*** Extracted material ***

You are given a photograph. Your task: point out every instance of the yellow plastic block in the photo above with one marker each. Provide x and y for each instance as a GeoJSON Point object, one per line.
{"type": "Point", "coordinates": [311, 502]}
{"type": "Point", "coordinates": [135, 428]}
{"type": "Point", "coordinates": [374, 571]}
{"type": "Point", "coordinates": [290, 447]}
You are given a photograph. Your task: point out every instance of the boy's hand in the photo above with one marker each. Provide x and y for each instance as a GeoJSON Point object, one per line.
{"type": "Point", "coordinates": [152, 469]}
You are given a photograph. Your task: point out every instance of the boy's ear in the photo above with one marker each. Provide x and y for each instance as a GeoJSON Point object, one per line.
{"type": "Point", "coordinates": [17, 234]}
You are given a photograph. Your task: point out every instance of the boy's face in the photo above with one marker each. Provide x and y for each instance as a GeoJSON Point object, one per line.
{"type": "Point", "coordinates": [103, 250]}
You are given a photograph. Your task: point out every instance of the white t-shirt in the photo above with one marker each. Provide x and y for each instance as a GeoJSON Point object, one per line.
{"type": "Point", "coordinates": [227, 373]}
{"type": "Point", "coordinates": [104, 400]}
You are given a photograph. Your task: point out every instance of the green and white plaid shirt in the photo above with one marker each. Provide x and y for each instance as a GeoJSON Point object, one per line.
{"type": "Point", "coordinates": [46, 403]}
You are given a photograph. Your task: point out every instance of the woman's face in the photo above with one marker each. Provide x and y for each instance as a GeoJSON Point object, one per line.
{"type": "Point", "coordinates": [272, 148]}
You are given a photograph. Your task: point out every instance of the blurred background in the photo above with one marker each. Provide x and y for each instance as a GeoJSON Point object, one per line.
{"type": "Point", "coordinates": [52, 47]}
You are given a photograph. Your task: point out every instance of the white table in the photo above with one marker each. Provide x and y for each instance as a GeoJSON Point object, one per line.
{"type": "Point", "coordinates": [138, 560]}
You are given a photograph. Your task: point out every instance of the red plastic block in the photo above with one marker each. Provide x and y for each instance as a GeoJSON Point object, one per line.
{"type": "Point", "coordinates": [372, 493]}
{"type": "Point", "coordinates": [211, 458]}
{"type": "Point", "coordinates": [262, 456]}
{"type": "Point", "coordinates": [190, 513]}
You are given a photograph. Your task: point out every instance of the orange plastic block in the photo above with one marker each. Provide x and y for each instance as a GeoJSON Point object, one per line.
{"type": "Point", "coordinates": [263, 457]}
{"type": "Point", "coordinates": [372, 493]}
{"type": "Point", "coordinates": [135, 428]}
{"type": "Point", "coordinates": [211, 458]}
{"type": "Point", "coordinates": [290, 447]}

*** End of Extracted material ***

Work order: Transcribe the entire listing above exactly.

Answer area:
You are given a photograph. Your task: point out every instance of the yellow plastic block in the photo above with one marker each. Provide x and y for each instance as a GeoJSON Point object, one per line.
{"type": "Point", "coordinates": [311, 502]}
{"type": "Point", "coordinates": [135, 428]}
{"type": "Point", "coordinates": [374, 571]}
{"type": "Point", "coordinates": [290, 447]}
You are given a photograph. Your task: point out every instance of the boy's hand in the photo above with one marker each. Provide x and y for each instance as a GeoJSON Point object, one per line.
{"type": "Point", "coordinates": [152, 469]}
You are given a photograph. Your task: point out every instance of the boy's ear in the photo above with one marker each. Provide x and y for each instance as a GeoJSON Point object, one per line.
{"type": "Point", "coordinates": [17, 234]}
You are given a photograph. Your task: point out every instance of the boy's face in the photo above with one marker each. Provide x and y for each instance as a GeoJSON Point object, one per line.
{"type": "Point", "coordinates": [103, 250]}
You are given a photograph. Your task: point out every instance of the white t-shirt in the photo above with one marker each. Provide x and y for each instance as a GeoJSON Point object, one per line.
{"type": "Point", "coordinates": [227, 373]}
{"type": "Point", "coordinates": [104, 400]}
You are given a photograph. Your task: point out every instance of the green and white plaid shirt in the photo above with one marker each. Provide x and y for each instance as a GeoJSON Point object, one per line.
{"type": "Point", "coordinates": [46, 403]}
You are given a photograph. Your task: point out every instance of the woman's face in the photo above with one marker each. Provide x and y for each instance as a GeoJSON Point object, one per line.
{"type": "Point", "coordinates": [272, 148]}
You are given a photograph. Your task: point out every instance of the blurred background in the photo above with one marker each. Provide x and y for each instance as a GeoJSON Point object, one per line.
{"type": "Point", "coordinates": [52, 47]}
You are given a photograph. Your task: point out every instance of the white table in the photo above with one marker each. Provide x and y for each instance as a GeoJSON Point object, one per line.
{"type": "Point", "coordinates": [138, 560]}
You are given a photograph. Your task: point out every instance of the red plastic block in the photo above with one marker each. Provide x and y for each instance as a GeoJSON Point object, one per line.
{"type": "Point", "coordinates": [372, 493]}
{"type": "Point", "coordinates": [211, 458]}
{"type": "Point", "coordinates": [262, 456]}
{"type": "Point", "coordinates": [190, 513]}
You are given a photograph. Your task: point out every instance of the orange plastic block in the photo above with one marker each. Provide x and y for each instance as a GeoJSON Point object, one per line.
{"type": "Point", "coordinates": [263, 457]}
{"type": "Point", "coordinates": [372, 493]}
{"type": "Point", "coordinates": [135, 428]}
{"type": "Point", "coordinates": [211, 458]}
{"type": "Point", "coordinates": [290, 447]}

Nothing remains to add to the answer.